- [What you are asked to do] Please write out the line containing "<point>606,265</point>" and each line after it through the end of the data, exactly, and nothing else.

----------------

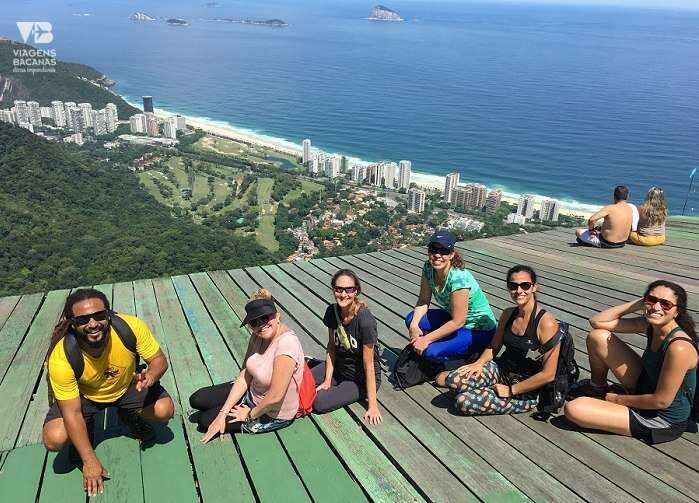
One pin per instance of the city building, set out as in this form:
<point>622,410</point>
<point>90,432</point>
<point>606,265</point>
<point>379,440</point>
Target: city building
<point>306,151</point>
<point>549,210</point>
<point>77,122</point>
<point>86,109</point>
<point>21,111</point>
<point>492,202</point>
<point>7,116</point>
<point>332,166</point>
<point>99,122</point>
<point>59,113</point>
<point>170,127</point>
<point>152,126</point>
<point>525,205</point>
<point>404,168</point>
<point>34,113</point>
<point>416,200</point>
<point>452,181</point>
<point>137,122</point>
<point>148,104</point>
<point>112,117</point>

----------------

- [Answer box]
<point>606,265</point>
<point>379,440</point>
Target: city building
<point>306,151</point>
<point>549,210</point>
<point>77,122</point>
<point>86,109</point>
<point>21,111</point>
<point>492,202</point>
<point>7,116</point>
<point>332,166</point>
<point>99,122</point>
<point>59,113</point>
<point>170,127</point>
<point>152,126</point>
<point>525,205</point>
<point>404,168</point>
<point>34,113</point>
<point>416,200</point>
<point>452,181</point>
<point>137,122</point>
<point>148,104</point>
<point>112,117</point>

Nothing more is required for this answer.